-- Prompt --
Give the data again exactly as it appears.

=-=-=-=-=

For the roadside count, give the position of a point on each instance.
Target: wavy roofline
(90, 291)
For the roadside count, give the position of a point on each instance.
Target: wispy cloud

=-=-=-=-=

-- The completed task --
For the roadside count, give the position of a point on each instance.
Target: wavy roofline
(90, 291)
For the roadside count, give the position of a point on each instance.
Target: wispy cloud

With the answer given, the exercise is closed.